Monday, December 31, 2007

First night or last night?

"Tonight's the Night" really is a great record. In all my Neil binging, I sometimes overlook great things, or take them for granted, or whatever. A lot of the time Crazy Horse records go by the wayside. Either way, fittingly, tonight is indeed the night.

We've taken a long time off to prepare for this show. That means get new songs in order, covers, get tight, and promote the hell out of it. Unfortunately, almost none of those things happened. In a rather tumultuous break from band, we've been so busy taking a break, that we literally took a break. The show planning has been a total disaster, with the first gig falling through and then countless venues coming and going for this lineup, and yet, I'm not too worried. In our first practice in a dog's age last night, we sounded OK. The general plan is to do two shorter sets each, probably around 30 minutes. So we'll play second and fifth. We've got two covers planned. While the Facebook invite looks ominously low as far as confirmed guests, people keep saying the show will sell out regardless -- hey, it's New Year's Eve.

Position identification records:
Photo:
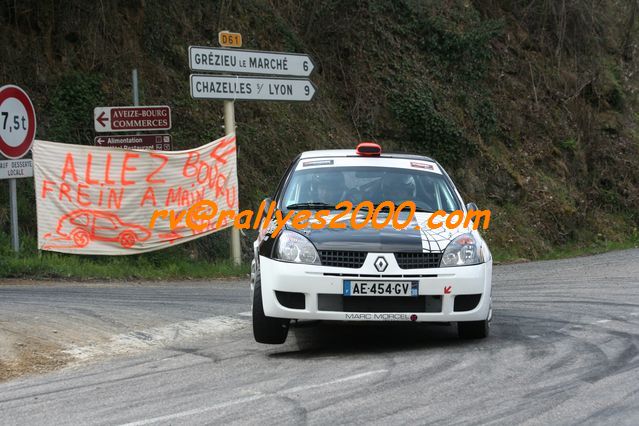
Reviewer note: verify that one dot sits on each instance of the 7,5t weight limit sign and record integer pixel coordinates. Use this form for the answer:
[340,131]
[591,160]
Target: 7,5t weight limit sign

▶ **What you should do**:
In the post about the New Year's Eve show, in which positions in the lineup will the band play?

▶ **Solved exercise**:
Second and fifth.